## [What is expected]
Word-for-word transcription: reproduce all of the data, but not the pictures.

## [Information provided]
************

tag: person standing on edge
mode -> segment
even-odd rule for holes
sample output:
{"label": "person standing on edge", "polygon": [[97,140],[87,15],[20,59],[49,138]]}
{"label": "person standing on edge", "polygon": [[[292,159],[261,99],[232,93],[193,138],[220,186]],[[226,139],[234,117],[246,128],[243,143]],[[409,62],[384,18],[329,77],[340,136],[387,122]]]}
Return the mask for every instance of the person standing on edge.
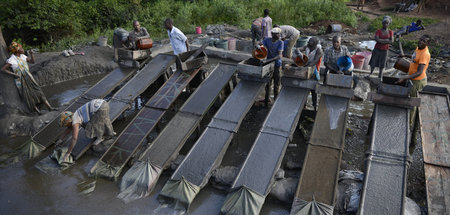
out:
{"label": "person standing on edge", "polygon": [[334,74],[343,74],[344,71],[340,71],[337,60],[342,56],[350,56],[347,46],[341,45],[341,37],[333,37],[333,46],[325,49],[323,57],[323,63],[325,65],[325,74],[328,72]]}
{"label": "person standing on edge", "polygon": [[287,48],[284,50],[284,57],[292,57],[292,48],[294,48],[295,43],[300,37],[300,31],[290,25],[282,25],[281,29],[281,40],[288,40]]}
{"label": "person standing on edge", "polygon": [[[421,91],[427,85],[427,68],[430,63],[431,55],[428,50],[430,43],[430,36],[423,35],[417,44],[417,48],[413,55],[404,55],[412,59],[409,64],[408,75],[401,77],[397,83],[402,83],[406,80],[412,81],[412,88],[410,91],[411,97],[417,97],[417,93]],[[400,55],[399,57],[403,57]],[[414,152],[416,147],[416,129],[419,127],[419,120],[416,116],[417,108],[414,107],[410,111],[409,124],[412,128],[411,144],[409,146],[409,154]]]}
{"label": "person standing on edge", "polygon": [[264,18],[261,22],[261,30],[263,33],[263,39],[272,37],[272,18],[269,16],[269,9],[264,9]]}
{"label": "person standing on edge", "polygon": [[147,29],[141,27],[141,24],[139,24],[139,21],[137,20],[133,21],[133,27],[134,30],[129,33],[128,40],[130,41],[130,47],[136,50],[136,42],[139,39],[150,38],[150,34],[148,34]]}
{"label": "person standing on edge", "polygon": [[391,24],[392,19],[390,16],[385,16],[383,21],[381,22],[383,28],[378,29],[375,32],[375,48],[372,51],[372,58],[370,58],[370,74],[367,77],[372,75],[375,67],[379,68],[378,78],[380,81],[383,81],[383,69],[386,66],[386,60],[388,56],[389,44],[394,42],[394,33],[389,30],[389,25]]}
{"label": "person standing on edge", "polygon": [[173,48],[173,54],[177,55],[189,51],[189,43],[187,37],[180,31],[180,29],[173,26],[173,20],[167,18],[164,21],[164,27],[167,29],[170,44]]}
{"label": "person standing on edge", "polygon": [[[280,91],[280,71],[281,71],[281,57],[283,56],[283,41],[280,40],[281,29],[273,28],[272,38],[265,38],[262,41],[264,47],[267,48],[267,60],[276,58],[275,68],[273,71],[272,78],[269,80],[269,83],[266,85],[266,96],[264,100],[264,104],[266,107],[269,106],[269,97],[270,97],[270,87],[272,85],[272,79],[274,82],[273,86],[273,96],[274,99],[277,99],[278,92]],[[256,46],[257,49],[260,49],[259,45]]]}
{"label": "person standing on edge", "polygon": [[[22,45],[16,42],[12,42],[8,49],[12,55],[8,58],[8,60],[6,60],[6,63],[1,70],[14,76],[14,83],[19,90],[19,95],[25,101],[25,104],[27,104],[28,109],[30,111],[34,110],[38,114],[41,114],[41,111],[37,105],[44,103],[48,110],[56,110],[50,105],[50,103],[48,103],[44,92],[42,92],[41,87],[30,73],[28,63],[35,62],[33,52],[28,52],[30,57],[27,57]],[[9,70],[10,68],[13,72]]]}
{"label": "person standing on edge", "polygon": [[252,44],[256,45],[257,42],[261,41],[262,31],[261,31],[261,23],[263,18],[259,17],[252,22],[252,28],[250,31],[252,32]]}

************

## [Response to this task]
tag: person standing on edge
mode -> segment
even-odd rule for holes
sample output:
{"label": "person standing on edge", "polygon": [[97,140],[87,15],[20,59],[49,138]]}
{"label": "person standing on edge", "polygon": [[[292,159],[261,99],[232,93],[193,138],[220,186]],[[226,139],[234,117],[246,128],[243,143]],[[409,62],[384,18],[329,77],[340,136],[387,122]]]}
Return the mask for every instance of the person standing on edge.
out:
{"label": "person standing on edge", "polygon": [[334,74],[343,74],[344,71],[340,71],[337,60],[342,56],[350,56],[347,46],[341,45],[341,37],[333,37],[333,46],[325,49],[323,57],[323,63],[325,65],[325,74],[328,72]]}
{"label": "person standing on edge", "polygon": [[287,48],[284,50],[284,57],[292,57],[292,48],[294,48],[295,43],[300,37],[300,31],[290,25],[282,25],[281,29],[281,40],[288,40]]}
{"label": "person standing on edge", "polygon": [[[421,91],[427,85],[427,68],[430,63],[431,55],[428,50],[430,43],[430,36],[423,35],[417,44],[417,48],[413,55],[404,55],[412,59],[409,64],[408,75],[401,77],[397,83],[402,83],[406,80],[412,81],[412,88],[410,91],[411,97],[417,97],[417,93]],[[400,55],[399,57],[403,57]],[[414,152],[416,147],[416,129],[419,127],[419,120],[416,116],[417,108],[414,107],[410,111],[409,124],[412,128],[411,144],[409,146],[409,154]]]}
{"label": "person standing on edge", "polygon": [[264,18],[261,22],[261,30],[263,33],[263,39],[272,37],[272,18],[269,16],[269,9],[264,9]]}
{"label": "person standing on edge", "polygon": [[147,29],[141,27],[141,24],[139,24],[139,21],[137,20],[133,21],[133,27],[134,30],[129,33],[128,40],[130,41],[130,47],[136,50],[136,42],[139,39],[150,38],[150,34],[148,34]]}
{"label": "person standing on edge", "polygon": [[391,24],[392,19],[390,16],[385,16],[383,21],[381,22],[383,28],[378,29],[375,32],[375,48],[372,51],[372,58],[370,58],[370,74],[367,77],[372,75],[375,67],[379,68],[378,78],[380,81],[383,81],[383,69],[386,66],[386,60],[388,56],[389,44],[394,42],[394,33],[389,30],[389,25]]}
{"label": "person standing on edge", "polygon": [[173,48],[173,54],[177,55],[189,51],[189,43],[187,37],[180,31],[180,29],[173,26],[173,20],[167,18],[164,21],[164,27],[167,29],[170,44]]}
{"label": "person standing on edge", "polygon": [[[280,91],[280,71],[281,71],[281,57],[283,56],[283,41],[280,40],[281,29],[273,28],[272,38],[265,38],[262,41],[264,47],[267,48],[267,60],[276,58],[275,68],[273,71],[272,78],[269,80],[269,83],[266,85],[266,96],[264,100],[264,104],[266,107],[269,106],[269,97],[270,97],[270,87],[272,85],[272,79],[274,82],[273,86],[273,96],[274,99],[277,99],[278,92]],[[256,46],[257,49],[260,49],[259,45]]]}
{"label": "person standing on edge", "polygon": [[[22,45],[16,42],[12,42],[8,49],[12,55],[8,58],[8,60],[6,60],[6,63],[1,70],[14,76],[14,83],[19,90],[19,95],[25,101],[25,104],[27,104],[28,109],[30,111],[34,110],[38,114],[41,114],[41,111],[37,105],[44,103],[48,110],[56,110],[50,105],[50,103],[48,103],[44,92],[42,92],[41,87],[30,73],[28,63],[35,62],[33,52],[28,52],[30,57],[27,57]],[[9,70],[10,68],[13,72]]]}
{"label": "person standing on edge", "polygon": [[252,44],[256,45],[257,42],[261,41],[262,31],[261,31],[261,23],[263,18],[259,17],[252,22],[252,28],[250,31],[252,32]]}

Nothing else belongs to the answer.